## Actions to take:
a – Reproduce everything in the Xeber Alkain biography from "Club career" down to "a further year.", word for word.
b – Carry the Xeber Alkain biography forward from its last sentence.

## Extracted text:
Xeber Alkain Mitxelena (born 26 June 1997) is a Spanish professional footballer who plays as a right winger for Deportivo Alavés.

Club career
Born in Hondarribia, Gipuzkoa, Basque Country, Alkain joined Real Sociedad in 2016 from Antiguoko, and was initially assigned to the C-team. On 10 January 2019, after establishing himself as a starter for the C's, he was loaned to Segunda División B side Arenas Club de Getxo for the remainder of the season.

Upon returning, Alkain was assigned to the reserves also in the third division, and renewed his contract until 2021 on 1 July 2020. He was a regular starter during the 2020–21 campaign, scoring five goals as his side returned to Segunda División after 59 years; on 5 July 2021, he extended his link for a further year.

Alkain made his professional debut on 14 August 2021, coming on as a late substitute for Álex Sola in a 1–0 home win over CD Leganés. He scored his first professional goal on 11 September, netting his side's second in a 2–3 home loss against SD Eibar.

## Records shown:
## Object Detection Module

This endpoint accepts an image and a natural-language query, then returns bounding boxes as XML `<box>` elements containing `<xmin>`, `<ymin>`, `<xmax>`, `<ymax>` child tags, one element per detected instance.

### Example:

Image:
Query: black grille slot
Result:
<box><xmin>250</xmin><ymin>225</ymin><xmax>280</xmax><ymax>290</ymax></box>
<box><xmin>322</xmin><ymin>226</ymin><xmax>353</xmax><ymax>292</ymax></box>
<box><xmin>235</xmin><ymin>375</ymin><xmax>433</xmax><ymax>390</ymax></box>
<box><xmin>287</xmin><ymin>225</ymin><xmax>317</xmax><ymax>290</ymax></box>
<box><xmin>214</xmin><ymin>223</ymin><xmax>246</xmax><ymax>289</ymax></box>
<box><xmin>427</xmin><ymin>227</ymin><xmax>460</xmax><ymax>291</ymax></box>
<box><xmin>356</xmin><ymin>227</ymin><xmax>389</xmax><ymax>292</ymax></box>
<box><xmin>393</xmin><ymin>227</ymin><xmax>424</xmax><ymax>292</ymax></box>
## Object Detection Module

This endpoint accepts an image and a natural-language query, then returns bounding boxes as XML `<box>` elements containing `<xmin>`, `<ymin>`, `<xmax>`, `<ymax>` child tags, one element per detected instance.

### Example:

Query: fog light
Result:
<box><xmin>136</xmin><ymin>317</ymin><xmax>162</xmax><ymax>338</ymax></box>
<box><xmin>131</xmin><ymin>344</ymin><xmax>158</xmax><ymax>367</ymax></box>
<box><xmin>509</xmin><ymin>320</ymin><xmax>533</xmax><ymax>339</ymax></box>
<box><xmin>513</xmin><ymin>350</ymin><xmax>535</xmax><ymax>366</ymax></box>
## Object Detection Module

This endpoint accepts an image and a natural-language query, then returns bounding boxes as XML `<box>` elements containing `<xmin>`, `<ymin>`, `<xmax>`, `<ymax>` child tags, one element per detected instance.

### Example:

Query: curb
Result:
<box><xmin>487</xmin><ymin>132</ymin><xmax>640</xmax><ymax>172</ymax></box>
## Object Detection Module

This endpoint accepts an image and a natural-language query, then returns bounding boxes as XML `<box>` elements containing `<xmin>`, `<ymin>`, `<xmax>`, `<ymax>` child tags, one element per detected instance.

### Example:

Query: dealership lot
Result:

## Solved tasks:
a –
Club career
Born in Hondarribia, Gipuzkoa, Basque Country, Alkain joined Real Sociedad in 2016 from Antiguoko, and was initially assigned to the C-team. On 10 January 2019, after establishing himself as a starter for the C's, he was loaned to Segunda División B side Arenas Club de Getxo for the remainder of the season.

Upon returning, Alkain was assigned to the reserves also in the third division, and renewed his contract until 2021 on 1 July 2020. He was a regular starter during the 2020–21 campaign, scoring five goals as his side returned to Segunda División after 59 years; on 5 July 2021, he extended his link for a further year.

b –
Alkain and his teammate Jérémy Blasco left Sanse on 30 May 2022, with their contract expiring in the following month. On 7 June, he signed a three-year deal with Deportivo Alavés, freshly relegated to the second level.

References

External links

1997 births
Living people
People from Hondarribia
Sportspeople from Gipuzkoa
Spanish footballers
Footballers from the Basque Country (autonomous community)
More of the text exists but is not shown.